_Task prompt_
Copy the lines below verbatim, but only from the line containing "Identify each instance of the green" through the end of the data.

[Pointing and labeling entries]
····················

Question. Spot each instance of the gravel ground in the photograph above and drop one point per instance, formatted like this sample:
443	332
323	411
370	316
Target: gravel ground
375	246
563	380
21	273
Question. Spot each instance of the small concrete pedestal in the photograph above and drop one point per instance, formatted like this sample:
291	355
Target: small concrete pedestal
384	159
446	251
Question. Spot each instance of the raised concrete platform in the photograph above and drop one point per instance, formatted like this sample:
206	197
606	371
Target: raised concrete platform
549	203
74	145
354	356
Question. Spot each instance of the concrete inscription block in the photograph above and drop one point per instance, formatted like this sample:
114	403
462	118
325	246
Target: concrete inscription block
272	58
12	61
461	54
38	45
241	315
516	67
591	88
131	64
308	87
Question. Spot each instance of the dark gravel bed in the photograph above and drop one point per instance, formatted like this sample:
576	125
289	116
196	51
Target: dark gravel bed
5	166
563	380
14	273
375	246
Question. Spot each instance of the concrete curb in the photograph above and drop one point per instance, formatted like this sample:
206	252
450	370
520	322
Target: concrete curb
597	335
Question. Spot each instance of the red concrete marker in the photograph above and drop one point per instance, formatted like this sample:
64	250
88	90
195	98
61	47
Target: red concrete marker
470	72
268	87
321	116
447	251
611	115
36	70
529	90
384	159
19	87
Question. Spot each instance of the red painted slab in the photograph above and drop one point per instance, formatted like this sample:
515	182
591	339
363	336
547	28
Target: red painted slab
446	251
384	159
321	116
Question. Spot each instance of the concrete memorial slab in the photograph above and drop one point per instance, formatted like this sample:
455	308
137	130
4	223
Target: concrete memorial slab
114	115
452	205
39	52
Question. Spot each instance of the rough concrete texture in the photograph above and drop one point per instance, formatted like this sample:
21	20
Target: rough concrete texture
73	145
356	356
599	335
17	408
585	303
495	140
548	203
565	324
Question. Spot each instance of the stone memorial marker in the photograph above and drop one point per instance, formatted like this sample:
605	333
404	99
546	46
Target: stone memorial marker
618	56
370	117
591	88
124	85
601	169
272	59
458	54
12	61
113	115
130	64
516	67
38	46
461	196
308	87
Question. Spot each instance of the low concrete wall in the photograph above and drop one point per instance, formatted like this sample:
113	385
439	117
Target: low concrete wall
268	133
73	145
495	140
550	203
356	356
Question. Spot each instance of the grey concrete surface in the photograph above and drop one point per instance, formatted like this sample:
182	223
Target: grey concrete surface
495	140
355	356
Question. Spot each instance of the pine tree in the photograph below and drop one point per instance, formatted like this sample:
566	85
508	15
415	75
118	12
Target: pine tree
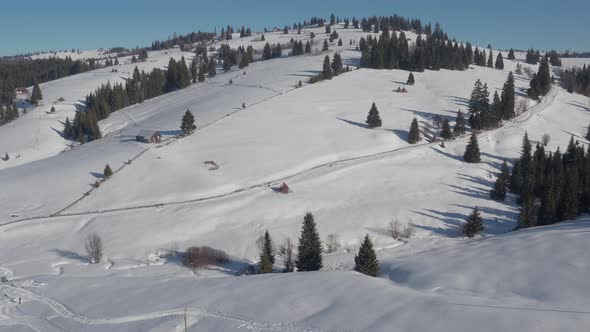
474	224
411	80
36	95
511	55
107	172
267	248
459	128
309	250
446	130
472	150
499	61
373	118
366	261
414	135
187	125
508	98
327	69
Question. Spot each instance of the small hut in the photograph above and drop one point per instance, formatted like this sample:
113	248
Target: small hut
148	136
284	188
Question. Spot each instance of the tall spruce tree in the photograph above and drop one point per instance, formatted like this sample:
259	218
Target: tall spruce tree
187	125
366	261
459	128
474	224
446	130
508	98
472	154
373	118
309	250
499	61
327	69
414	135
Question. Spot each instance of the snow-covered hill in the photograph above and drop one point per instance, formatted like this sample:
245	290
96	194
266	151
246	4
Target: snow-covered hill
355	180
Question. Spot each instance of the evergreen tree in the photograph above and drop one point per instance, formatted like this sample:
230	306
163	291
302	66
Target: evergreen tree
446	130
107	172
414	135
511	55
327	69
366	261
411	80
472	150
373	118
474	224
459	128
491	60
267	248
508	98
36	95
499	61
187	124
309	250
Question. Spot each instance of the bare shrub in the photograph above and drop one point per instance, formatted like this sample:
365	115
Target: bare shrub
286	252
332	243
94	248
393	229
522	106
409	230
196	257
546	139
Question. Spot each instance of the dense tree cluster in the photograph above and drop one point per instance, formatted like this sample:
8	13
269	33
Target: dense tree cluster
551	187
21	72
576	80
485	115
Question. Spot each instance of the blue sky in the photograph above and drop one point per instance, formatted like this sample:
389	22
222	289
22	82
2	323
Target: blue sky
34	25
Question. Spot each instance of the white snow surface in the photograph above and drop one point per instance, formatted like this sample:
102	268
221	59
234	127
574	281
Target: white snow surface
355	181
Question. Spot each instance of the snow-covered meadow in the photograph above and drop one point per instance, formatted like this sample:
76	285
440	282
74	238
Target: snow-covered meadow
354	180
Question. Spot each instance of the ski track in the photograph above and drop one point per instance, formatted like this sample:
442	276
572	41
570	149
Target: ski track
516	122
63	311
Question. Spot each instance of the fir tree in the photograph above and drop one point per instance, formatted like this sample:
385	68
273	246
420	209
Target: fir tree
472	150
410	79
511	55
446	130
373	118
327	69
107	172
309	250
414	135
459	128
499	61
187	124
474	224
508	98
491	60
366	261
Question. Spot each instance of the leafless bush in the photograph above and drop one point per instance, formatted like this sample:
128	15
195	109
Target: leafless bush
286	252
332	243
546	139
522	106
409	230
94	248
393	229
196	257
398	231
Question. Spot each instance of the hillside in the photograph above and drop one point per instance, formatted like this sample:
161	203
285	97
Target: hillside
163	198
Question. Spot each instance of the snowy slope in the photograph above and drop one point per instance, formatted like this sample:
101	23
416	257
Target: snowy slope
354	180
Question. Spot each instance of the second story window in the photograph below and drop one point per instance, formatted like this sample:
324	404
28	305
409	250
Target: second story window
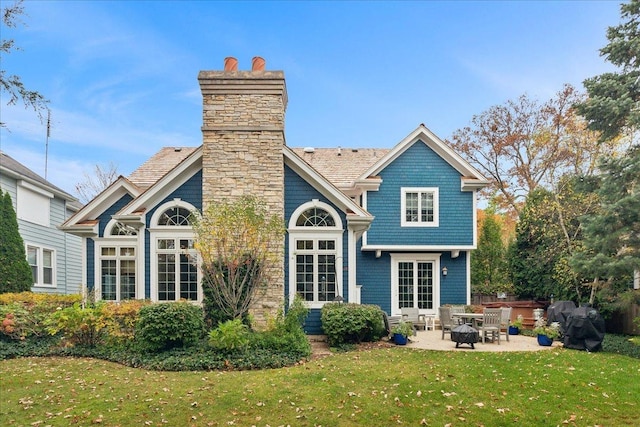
420	207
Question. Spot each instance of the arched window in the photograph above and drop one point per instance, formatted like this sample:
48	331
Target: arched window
174	265
315	248
175	216
315	217
120	229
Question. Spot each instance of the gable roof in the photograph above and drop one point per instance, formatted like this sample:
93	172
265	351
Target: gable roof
11	167
470	179
159	165
341	166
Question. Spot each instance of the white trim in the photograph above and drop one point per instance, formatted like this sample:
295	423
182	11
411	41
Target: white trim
415	257
316	233
420	191
118	242
176	233
175	203
40	265
397	248
320	183
315	203
421	133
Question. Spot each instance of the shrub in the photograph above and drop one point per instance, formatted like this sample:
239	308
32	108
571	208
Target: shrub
285	334
23	314
15	273
119	320
78	325
167	325
230	335
352	323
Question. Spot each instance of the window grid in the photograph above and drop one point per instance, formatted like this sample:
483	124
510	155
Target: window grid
177	271
420	206
425	285
117	273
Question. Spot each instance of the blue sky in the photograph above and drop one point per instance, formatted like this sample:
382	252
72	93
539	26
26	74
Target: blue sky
121	76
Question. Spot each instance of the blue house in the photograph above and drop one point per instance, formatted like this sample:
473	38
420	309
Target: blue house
391	227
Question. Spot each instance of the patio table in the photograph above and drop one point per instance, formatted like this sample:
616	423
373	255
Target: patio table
471	318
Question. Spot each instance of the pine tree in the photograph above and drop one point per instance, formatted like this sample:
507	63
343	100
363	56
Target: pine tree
15	273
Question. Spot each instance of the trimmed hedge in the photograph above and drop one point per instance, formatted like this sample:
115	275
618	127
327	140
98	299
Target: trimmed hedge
352	323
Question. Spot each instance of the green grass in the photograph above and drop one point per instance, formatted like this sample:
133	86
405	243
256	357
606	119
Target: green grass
382	387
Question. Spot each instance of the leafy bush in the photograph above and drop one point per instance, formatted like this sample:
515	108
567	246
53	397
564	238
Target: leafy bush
78	325
23	314
119	320
352	323
285	334
230	335
168	325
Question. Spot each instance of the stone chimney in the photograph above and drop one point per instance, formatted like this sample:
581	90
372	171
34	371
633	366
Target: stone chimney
243	138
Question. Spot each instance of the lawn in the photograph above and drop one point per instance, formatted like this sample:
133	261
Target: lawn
380	387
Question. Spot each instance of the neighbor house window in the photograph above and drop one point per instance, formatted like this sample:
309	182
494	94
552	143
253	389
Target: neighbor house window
117	273
42	263
420	207
315	244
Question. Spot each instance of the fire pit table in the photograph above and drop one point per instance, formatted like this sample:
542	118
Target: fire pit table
465	334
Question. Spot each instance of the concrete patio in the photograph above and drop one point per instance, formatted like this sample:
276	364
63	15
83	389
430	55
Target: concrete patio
432	340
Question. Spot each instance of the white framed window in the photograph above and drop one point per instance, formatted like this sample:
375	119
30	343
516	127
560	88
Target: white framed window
315	246
420	206
415	282
42	263
174	261
117	271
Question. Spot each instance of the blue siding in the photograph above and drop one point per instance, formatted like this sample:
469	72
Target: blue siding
91	265
419	166
374	274
298	192
453	287
105	216
190	192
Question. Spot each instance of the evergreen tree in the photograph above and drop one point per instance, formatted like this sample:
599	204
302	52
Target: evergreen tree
613	103
15	273
612	235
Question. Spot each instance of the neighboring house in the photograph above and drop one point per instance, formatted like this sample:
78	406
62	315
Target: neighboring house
387	227
55	257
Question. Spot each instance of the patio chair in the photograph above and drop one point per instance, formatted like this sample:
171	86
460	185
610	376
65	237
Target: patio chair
505	320
412	314
446	321
491	323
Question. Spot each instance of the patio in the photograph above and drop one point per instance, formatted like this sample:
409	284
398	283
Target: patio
432	340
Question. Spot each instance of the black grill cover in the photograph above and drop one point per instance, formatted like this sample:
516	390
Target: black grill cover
584	329
559	312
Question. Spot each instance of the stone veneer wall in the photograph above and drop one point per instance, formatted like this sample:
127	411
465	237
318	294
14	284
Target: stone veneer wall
243	138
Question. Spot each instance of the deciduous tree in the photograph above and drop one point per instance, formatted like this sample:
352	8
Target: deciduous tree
12	85
236	241
524	144
94	184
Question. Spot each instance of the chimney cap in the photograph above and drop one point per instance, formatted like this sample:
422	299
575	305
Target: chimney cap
257	63
230	63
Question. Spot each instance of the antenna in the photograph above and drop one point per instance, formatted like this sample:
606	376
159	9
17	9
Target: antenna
46	149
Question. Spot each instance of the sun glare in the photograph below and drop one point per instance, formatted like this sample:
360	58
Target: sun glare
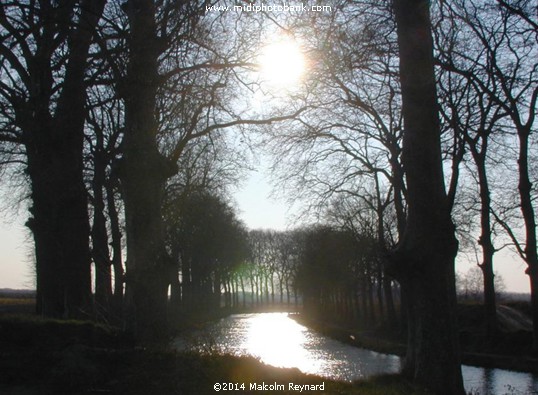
282	63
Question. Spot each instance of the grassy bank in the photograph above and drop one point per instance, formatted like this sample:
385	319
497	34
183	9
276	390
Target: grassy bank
72	357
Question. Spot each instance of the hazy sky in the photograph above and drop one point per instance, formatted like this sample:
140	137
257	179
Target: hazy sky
256	209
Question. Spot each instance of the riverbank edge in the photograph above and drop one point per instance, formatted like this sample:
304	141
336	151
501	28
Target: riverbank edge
383	345
43	356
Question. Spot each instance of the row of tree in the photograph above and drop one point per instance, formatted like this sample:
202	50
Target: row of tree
116	113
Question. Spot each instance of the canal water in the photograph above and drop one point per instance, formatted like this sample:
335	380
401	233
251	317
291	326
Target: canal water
276	339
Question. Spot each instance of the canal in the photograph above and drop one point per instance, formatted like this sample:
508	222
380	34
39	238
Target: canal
276	339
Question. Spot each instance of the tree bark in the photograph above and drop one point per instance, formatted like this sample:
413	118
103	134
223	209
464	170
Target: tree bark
424	258
54	145
143	174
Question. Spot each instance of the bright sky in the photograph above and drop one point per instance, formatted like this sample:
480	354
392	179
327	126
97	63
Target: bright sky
256	209
283	65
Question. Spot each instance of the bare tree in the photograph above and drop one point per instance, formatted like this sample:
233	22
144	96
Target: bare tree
424	259
45	49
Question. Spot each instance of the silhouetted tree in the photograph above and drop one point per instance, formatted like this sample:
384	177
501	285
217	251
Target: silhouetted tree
45	47
424	258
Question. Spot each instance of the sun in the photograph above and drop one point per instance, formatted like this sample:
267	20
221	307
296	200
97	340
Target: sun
282	63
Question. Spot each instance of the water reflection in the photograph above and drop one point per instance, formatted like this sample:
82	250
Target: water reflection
280	341
498	381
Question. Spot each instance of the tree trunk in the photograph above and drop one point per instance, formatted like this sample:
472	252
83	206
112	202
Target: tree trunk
527	209
99	234
54	146
143	174
485	241
424	258
117	261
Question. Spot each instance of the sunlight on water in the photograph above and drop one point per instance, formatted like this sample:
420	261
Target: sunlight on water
278	340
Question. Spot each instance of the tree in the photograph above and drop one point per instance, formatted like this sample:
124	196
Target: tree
506	36
45	49
424	258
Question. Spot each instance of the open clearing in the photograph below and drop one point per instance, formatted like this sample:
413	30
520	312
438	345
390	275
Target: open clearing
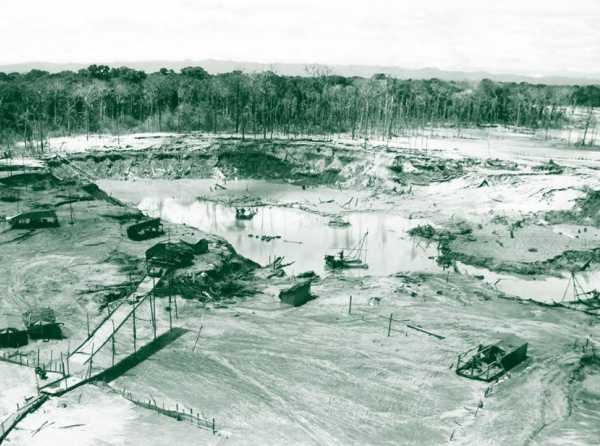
508	227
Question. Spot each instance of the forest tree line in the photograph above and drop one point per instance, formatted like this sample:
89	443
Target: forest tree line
99	98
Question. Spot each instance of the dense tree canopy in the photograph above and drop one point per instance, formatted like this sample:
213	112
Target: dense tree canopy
100	98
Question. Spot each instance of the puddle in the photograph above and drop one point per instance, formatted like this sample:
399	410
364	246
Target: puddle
305	237
546	289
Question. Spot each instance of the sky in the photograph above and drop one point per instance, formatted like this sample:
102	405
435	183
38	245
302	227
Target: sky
535	37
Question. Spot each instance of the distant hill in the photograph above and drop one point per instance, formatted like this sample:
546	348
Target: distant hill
297	69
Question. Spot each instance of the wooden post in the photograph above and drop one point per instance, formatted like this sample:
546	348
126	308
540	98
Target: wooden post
153	305
64	371
113	343
170	315
197	338
134	333
91	359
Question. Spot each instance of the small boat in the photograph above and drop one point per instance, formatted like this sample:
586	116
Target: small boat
244	213
356	259
338	222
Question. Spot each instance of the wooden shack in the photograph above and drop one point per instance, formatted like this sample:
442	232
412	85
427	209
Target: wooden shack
12	338
491	361
34	219
168	255
41	324
297	295
145	230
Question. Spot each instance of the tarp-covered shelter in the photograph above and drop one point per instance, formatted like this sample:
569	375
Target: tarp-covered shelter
491	361
34	219
12	338
297	295
41	324
145	230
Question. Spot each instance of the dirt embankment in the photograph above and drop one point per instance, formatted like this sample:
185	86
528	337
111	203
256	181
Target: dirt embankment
296	161
520	246
88	260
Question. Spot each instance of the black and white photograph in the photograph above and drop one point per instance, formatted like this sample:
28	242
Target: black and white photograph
300	223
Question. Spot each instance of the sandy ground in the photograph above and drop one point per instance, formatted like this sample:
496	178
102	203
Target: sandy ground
271	374
92	416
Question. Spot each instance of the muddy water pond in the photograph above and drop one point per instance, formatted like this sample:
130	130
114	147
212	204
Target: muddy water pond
305	237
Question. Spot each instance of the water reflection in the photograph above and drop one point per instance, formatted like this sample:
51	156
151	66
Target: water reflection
305	237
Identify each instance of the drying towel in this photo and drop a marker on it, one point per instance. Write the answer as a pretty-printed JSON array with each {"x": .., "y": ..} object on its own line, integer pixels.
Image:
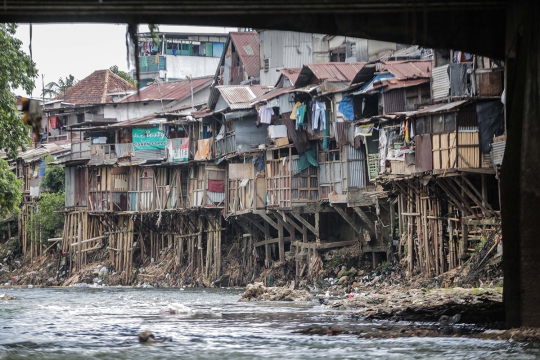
[{"x": 216, "y": 186}]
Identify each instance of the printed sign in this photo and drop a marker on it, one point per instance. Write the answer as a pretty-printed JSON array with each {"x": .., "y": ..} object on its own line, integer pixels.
[
  {"x": 178, "y": 150},
  {"x": 148, "y": 139}
]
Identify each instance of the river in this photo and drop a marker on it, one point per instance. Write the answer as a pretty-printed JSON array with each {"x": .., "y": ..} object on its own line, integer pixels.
[{"x": 103, "y": 323}]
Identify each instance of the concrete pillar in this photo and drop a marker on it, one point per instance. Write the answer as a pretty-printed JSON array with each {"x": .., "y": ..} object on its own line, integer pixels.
[{"x": 520, "y": 189}]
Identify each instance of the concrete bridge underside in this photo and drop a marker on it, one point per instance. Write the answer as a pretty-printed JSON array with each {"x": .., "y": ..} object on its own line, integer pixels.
[{"x": 502, "y": 29}]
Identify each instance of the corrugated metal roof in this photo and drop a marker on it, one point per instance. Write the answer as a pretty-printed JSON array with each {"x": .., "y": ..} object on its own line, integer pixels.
[
  {"x": 291, "y": 74},
  {"x": 173, "y": 90},
  {"x": 393, "y": 83},
  {"x": 440, "y": 107},
  {"x": 272, "y": 94},
  {"x": 241, "y": 96},
  {"x": 414, "y": 69},
  {"x": 331, "y": 72},
  {"x": 247, "y": 46}
]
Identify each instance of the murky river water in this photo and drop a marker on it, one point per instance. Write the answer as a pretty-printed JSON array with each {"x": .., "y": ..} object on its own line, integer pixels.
[{"x": 104, "y": 323}]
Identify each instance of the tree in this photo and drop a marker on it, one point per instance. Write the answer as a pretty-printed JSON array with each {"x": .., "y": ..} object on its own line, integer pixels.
[
  {"x": 55, "y": 89},
  {"x": 124, "y": 75},
  {"x": 17, "y": 70}
]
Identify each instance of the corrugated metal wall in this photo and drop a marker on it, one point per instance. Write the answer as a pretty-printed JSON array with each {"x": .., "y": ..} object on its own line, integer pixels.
[
  {"x": 248, "y": 135},
  {"x": 424, "y": 153},
  {"x": 356, "y": 164},
  {"x": 440, "y": 83},
  {"x": 394, "y": 101}
]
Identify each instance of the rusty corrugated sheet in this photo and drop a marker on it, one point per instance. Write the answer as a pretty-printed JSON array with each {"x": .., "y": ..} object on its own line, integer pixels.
[
  {"x": 440, "y": 83},
  {"x": 424, "y": 153},
  {"x": 174, "y": 90},
  {"x": 409, "y": 69},
  {"x": 273, "y": 94},
  {"x": 247, "y": 46},
  {"x": 298, "y": 137},
  {"x": 331, "y": 72},
  {"x": 291, "y": 74},
  {"x": 394, "y": 101},
  {"x": 393, "y": 83},
  {"x": 241, "y": 96},
  {"x": 497, "y": 152}
]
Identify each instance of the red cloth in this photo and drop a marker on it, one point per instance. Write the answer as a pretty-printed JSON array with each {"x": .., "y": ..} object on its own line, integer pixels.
[
  {"x": 55, "y": 122},
  {"x": 216, "y": 186}
]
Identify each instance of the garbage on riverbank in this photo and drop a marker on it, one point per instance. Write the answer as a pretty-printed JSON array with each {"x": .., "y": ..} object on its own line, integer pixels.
[{"x": 258, "y": 291}]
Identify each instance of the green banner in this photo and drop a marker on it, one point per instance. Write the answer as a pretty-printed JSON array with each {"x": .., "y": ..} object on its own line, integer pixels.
[{"x": 148, "y": 139}]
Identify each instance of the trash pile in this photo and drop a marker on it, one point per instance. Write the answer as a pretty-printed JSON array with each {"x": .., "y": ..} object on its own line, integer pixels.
[{"x": 258, "y": 291}]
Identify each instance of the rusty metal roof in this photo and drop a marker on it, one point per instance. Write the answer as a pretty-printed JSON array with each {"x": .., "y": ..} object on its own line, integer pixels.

····················

_Response_
Identify each instance of the green banner in this photo and drop a marker on it, one point per instance. Write the answer as a pretty-printed JSON array with each {"x": .., "y": ..} object on its own line, integer pixels.
[{"x": 148, "y": 139}]
Identify each instance of the trash pile in this photo and drop a marker on it, one point per instance. Write the answer as a pretty-printed JSON array with each {"x": .., "y": ..} object on its own line, integer pixels.
[{"x": 258, "y": 291}]
Identify each instance of the rusty metal roof in this photo and drop a marker on it, one point per instance. Write the answer as a pretty-printed JSON array with each {"x": .., "y": ..} object on its own line, integer pixels.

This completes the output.